Filtra i record qui sotto e copia ogni riga che contiene la stringa "eyeglasses".

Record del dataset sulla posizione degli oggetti

((

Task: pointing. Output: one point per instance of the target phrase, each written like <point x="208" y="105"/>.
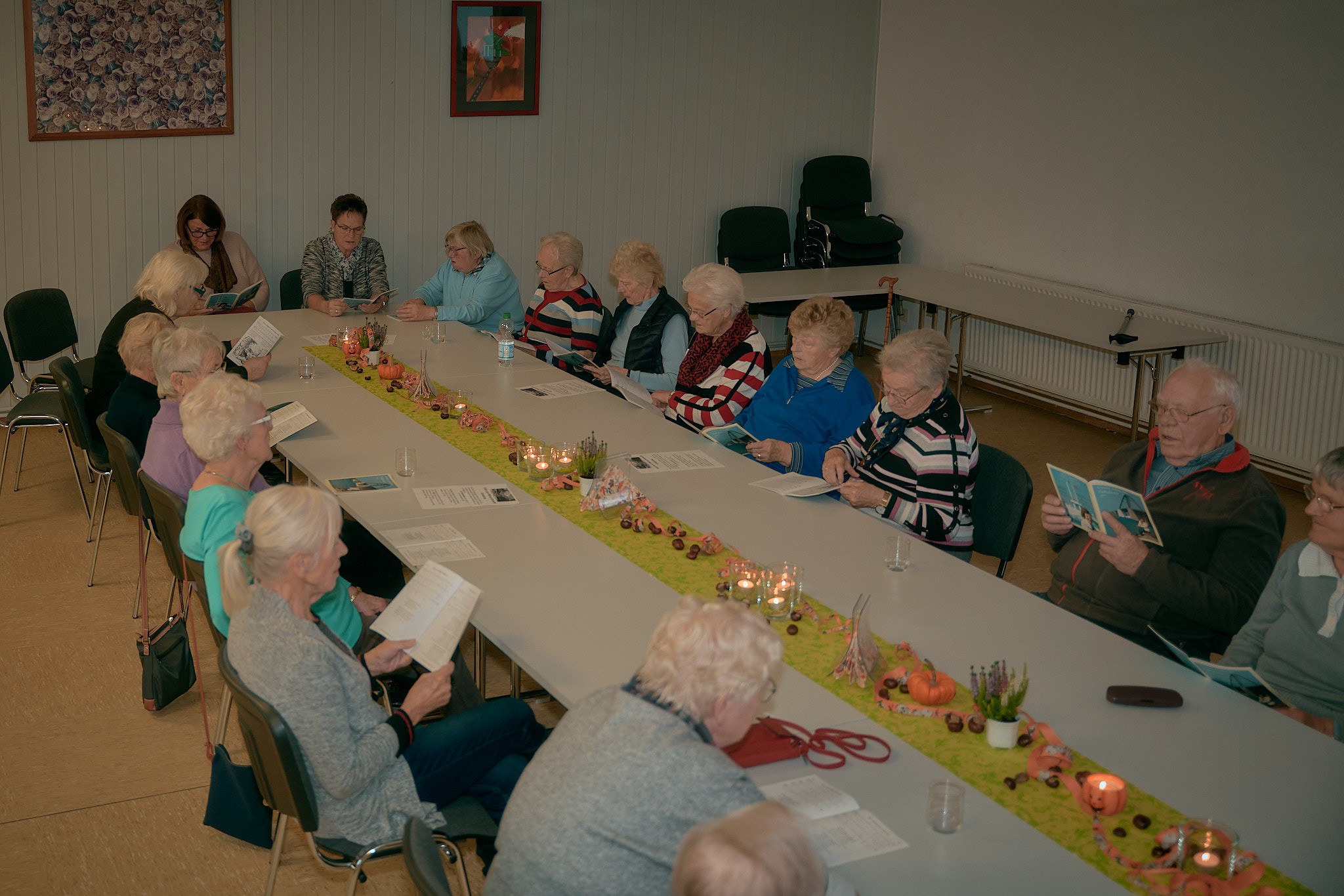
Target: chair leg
<point x="105" y="484"/>
<point x="282" y="825"/>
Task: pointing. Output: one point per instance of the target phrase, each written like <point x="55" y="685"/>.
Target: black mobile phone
<point x="1144" y="696"/>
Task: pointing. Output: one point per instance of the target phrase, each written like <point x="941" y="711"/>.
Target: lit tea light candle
<point x="1106" y="794"/>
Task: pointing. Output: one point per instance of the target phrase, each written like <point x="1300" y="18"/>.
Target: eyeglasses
<point x="1181" y="417"/>
<point x="1312" y="497"/>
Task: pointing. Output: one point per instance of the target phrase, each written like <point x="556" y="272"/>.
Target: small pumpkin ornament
<point x="388" y="369"/>
<point x="932" y="688"/>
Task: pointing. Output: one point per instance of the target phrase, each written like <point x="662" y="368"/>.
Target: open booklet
<point x="433" y="609"/>
<point x="288" y="418"/>
<point x="796" y="485"/>
<point x="839" y="829"/>
<point x="1087" y="500"/>
<point x="259" y="340"/>
<point x="228" y="301"/>
<point x="732" y="437"/>
<point x="356" y="302"/>
<point x="1237" y="678"/>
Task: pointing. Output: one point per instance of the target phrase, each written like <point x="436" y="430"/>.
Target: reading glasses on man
<point x="1179" y="415"/>
<point x="1312" y="497"/>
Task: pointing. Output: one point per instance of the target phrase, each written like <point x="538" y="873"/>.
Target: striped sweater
<point x="721" y="397"/>
<point x="929" y="473"/>
<point x="572" y="317"/>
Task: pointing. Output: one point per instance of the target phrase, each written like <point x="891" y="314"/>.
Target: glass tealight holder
<point x="781" y="586"/>
<point x="744" y="580"/>
<point x="562" y="457"/>
<point x="1208" y="847"/>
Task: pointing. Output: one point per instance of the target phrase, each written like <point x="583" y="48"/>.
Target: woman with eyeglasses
<point x="233" y="266"/>
<point x="724" y="365"/>
<point x="1293" y="638"/>
<point x="913" y="461"/>
<point x="474" y="285"/>
<point x="345" y="264"/>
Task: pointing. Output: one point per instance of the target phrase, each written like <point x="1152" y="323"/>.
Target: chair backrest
<point x="835" y="187"/>
<point x="753" y="238"/>
<point x="167" y="511"/>
<point x="292" y="291"/>
<point x="999" y="504"/>
<point x="276" y="757"/>
<point x="125" y="464"/>
<point x="39" y="324"/>
<point x="70" y="386"/>
<point x="424" y="861"/>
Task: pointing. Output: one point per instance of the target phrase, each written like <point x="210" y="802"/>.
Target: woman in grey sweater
<point x="371" y="771"/>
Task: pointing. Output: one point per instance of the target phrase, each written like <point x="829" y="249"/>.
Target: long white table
<point x="577" y="617"/>
<point x="965" y="297"/>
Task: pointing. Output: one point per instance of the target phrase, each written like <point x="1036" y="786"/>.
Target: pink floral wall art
<point x="128" y="69"/>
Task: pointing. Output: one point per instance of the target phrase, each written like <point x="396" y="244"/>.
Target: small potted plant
<point x="998" y="695"/>
<point x="588" y="457"/>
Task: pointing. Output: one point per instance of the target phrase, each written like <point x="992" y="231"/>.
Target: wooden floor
<point x="100" y="796"/>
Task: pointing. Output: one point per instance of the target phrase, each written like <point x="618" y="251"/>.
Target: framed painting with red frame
<point x="496" y="58"/>
<point x="128" y="69"/>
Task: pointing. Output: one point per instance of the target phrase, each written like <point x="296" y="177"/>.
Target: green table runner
<point x="815" y="653"/>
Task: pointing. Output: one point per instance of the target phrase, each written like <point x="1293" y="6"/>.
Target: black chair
<point x="835" y="195"/>
<point x="72" y="391"/>
<point x="283" y="778"/>
<point x="39" y="324"/>
<point x="35" y="409"/>
<point x="292" y="291"/>
<point x="999" y="504"/>
<point x="125" y="465"/>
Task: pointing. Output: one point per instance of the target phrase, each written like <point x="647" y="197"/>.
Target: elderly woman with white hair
<point x="136" y="401"/>
<point x="226" y="425"/>
<point x="474" y="285"/>
<point x="650" y="332"/>
<point x="913" y="461"/>
<point x="566" y="308"/>
<point x="724" y="365"/>
<point x="632" y="769"/>
<point x="1292" y="638"/>
<point x="815" y="397"/>
<point x="370" y="770"/>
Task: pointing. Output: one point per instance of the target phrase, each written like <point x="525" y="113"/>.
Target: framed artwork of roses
<point x="128" y="69"/>
<point x="496" y="52"/>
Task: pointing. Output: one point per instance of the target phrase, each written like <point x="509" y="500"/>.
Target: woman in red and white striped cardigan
<point x="724" y="365"/>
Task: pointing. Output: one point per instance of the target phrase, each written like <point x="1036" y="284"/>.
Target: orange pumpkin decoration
<point x="388" y="369"/>
<point x="931" y="688"/>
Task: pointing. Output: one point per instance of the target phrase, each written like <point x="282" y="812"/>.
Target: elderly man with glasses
<point x="1219" y="519"/>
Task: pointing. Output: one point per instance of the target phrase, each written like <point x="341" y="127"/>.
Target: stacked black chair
<point x="999" y="504"/>
<point x="35" y="409"/>
<point x="277" y="762"/>
<point x="39" y="324"/>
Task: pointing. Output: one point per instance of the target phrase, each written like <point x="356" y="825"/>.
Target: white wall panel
<point x="655" y="117"/>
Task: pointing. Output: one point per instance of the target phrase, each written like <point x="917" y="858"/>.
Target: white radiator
<point x="1295" y="386"/>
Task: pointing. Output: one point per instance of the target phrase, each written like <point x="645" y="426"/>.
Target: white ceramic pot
<point x="1001" y="734"/>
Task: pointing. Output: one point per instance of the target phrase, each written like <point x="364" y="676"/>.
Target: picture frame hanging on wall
<point x="100" y="69"/>
<point x="496" y="58"/>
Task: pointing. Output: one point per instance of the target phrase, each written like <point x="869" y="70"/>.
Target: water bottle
<point x="506" y="339"/>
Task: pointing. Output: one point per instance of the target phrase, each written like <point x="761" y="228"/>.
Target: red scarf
<point x="706" y="355"/>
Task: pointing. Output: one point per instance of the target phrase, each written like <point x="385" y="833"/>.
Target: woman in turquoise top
<point x="226" y="424"/>
<point x="473" y="287"/>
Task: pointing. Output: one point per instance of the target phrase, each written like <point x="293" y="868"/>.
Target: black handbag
<point x="165" y="665"/>
<point x="234" y="805"/>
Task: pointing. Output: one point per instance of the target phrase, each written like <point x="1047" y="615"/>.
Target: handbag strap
<point x="195" y="657"/>
<point x="835" y="743"/>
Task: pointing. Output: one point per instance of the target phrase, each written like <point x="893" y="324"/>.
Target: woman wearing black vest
<point x="650" y="331"/>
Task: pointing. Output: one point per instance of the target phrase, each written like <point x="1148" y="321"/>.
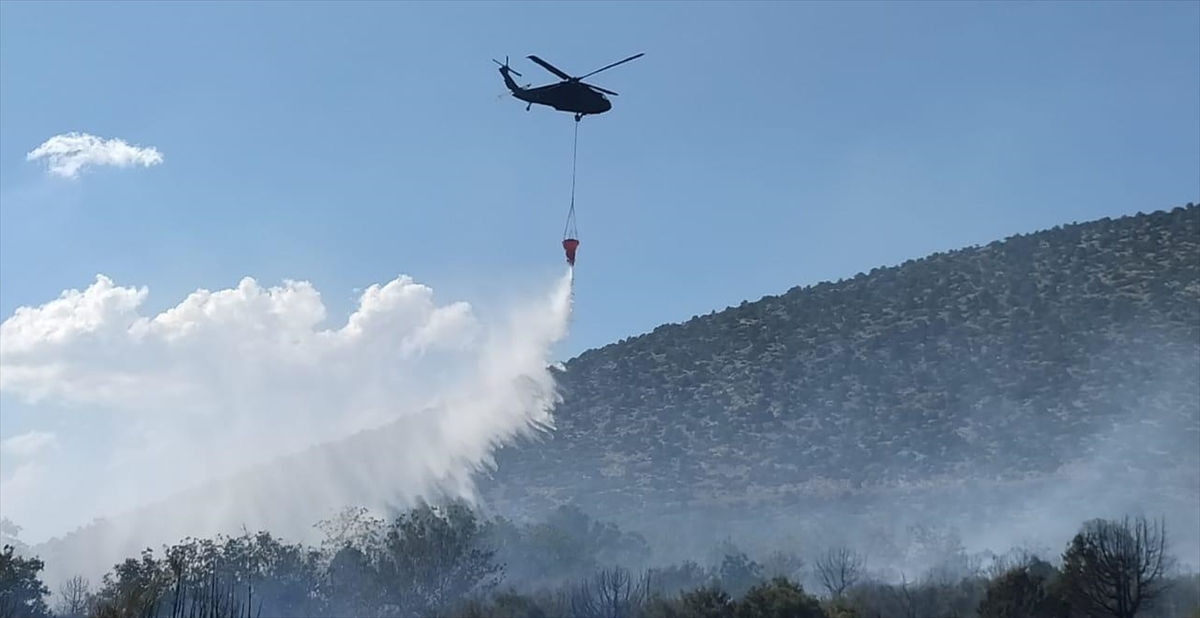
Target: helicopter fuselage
<point x="563" y="96"/>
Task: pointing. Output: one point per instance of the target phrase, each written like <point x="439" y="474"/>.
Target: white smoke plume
<point x="402" y="402"/>
<point x="69" y="154"/>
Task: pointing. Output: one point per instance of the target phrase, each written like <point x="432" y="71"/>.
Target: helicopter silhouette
<point x="569" y="95"/>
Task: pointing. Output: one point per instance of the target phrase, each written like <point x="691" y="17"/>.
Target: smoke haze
<point x="120" y="409"/>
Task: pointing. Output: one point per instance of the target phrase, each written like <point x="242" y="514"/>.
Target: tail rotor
<point x="505" y="66"/>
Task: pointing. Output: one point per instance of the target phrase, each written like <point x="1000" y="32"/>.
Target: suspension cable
<point x="569" y="231"/>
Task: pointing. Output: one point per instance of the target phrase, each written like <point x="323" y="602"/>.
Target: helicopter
<point x="569" y="95"/>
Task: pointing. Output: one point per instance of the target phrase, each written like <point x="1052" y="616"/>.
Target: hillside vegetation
<point x="1061" y="352"/>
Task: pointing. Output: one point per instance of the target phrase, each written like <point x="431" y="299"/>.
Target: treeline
<point x="449" y="562"/>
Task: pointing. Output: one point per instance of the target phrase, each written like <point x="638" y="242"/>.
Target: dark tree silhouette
<point x="1114" y="569"/>
<point x="838" y="569"/>
<point x="22" y="592"/>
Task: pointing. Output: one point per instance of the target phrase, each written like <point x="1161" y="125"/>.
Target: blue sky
<point x="754" y="148"/>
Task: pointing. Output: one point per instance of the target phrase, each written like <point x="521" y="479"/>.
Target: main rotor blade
<point x="635" y="57"/>
<point x="550" y="67"/>
<point x="593" y="87"/>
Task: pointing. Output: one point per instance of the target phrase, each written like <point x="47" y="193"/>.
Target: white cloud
<point x="70" y="153"/>
<point x="237" y="377"/>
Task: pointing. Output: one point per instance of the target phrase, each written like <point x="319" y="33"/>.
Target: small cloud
<point x="70" y="153"/>
<point x="29" y="444"/>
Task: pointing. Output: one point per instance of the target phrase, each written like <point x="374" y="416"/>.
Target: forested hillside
<point x="1075" y="346"/>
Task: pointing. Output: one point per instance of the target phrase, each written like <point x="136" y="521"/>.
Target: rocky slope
<point x="1066" y="352"/>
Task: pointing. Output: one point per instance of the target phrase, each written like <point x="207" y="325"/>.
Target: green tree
<point x="779" y="598"/>
<point x="1021" y="592"/>
<point x="22" y="591"/>
<point x="435" y="557"/>
<point x="1114" y="569"/>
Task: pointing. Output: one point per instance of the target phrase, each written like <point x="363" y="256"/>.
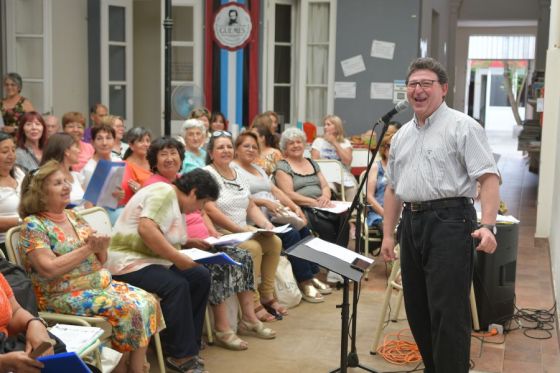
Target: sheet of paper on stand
<point x="501" y="219"/>
<point x="338" y="208"/>
<point x="336" y="251"/>
<point x="204" y="257"/>
<point x="230" y="239"/>
<point x="104" y="181"/>
<point x="76" y="338"/>
<point x="281" y="229"/>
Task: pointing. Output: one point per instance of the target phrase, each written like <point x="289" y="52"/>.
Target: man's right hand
<point x="19" y="361"/>
<point x="388" y="249"/>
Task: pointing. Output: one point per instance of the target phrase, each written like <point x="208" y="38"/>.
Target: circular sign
<point x="232" y="26"/>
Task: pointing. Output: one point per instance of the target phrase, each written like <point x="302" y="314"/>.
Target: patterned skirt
<point x="134" y="314"/>
<point x="227" y="280"/>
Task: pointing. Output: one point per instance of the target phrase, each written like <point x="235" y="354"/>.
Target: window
<point x="299" y="64"/>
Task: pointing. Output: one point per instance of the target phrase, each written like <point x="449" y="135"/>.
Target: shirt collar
<point x="432" y="117"/>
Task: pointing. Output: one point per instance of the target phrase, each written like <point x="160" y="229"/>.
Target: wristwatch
<point x="490" y="227"/>
<point x="40" y="319"/>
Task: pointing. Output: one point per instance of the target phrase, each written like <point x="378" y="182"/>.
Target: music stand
<point x="343" y="268"/>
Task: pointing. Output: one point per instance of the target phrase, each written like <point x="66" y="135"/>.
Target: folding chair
<point x="333" y="171"/>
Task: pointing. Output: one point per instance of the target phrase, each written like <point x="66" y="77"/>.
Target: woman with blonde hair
<point x="333" y="145"/>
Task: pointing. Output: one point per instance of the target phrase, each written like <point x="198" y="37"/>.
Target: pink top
<point x="86" y="152"/>
<point x="196" y="228"/>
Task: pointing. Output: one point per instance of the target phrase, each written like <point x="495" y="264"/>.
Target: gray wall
<point x="394" y="21"/>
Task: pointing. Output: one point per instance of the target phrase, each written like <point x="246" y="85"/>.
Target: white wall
<point x="147" y="66"/>
<point x="70" y="63"/>
<point x="499" y="9"/>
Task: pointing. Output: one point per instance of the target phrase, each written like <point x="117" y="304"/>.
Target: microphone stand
<point x="351" y="359"/>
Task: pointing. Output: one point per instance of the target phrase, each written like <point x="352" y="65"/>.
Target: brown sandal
<point x="279" y="310"/>
<point x="266" y="317"/>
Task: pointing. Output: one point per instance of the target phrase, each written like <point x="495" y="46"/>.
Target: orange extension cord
<point x="399" y="348"/>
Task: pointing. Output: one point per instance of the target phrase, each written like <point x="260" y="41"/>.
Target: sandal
<point x="256" y="329"/>
<point x="321" y="286"/>
<point x="189" y="366"/>
<point x="264" y="315"/>
<point x="230" y="340"/>
<point x="279" y="311"/>
<point x="311" y="295"/>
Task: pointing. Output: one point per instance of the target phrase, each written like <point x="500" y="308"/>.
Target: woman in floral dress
<point x="64" y="258"/>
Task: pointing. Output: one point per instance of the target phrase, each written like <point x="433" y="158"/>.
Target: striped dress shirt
<point x="441" y="159"/>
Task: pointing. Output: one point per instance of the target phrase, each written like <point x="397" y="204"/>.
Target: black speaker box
<point x="494" y="278"/>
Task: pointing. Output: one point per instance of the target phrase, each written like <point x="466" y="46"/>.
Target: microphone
<point x="400" y="106"/>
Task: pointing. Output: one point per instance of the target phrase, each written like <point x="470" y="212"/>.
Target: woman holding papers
<point x="165" y="157"/>
<point x="30" y="140"/>
<point x="231" y="212"/>
<point x="64" y="258"/>
<point x="267" y="195"/>
<point x="137" y="169"/>
<point x="333" y="145"/>
<point x="74" y="124"/>
<point x="145" y="252"/>
<point x="64" y="149"/>
<point x="301" y="179"/>
<point x="11" y="177"/>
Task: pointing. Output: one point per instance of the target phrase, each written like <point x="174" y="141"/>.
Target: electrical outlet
<point x="498" y="327"/>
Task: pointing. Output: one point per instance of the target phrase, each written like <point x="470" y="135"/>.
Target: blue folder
<point x="67" y="362"/>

))

[SOLUZIONE ESERCIZIO]
Target: eyeglasses
Target: woman with eyeglasses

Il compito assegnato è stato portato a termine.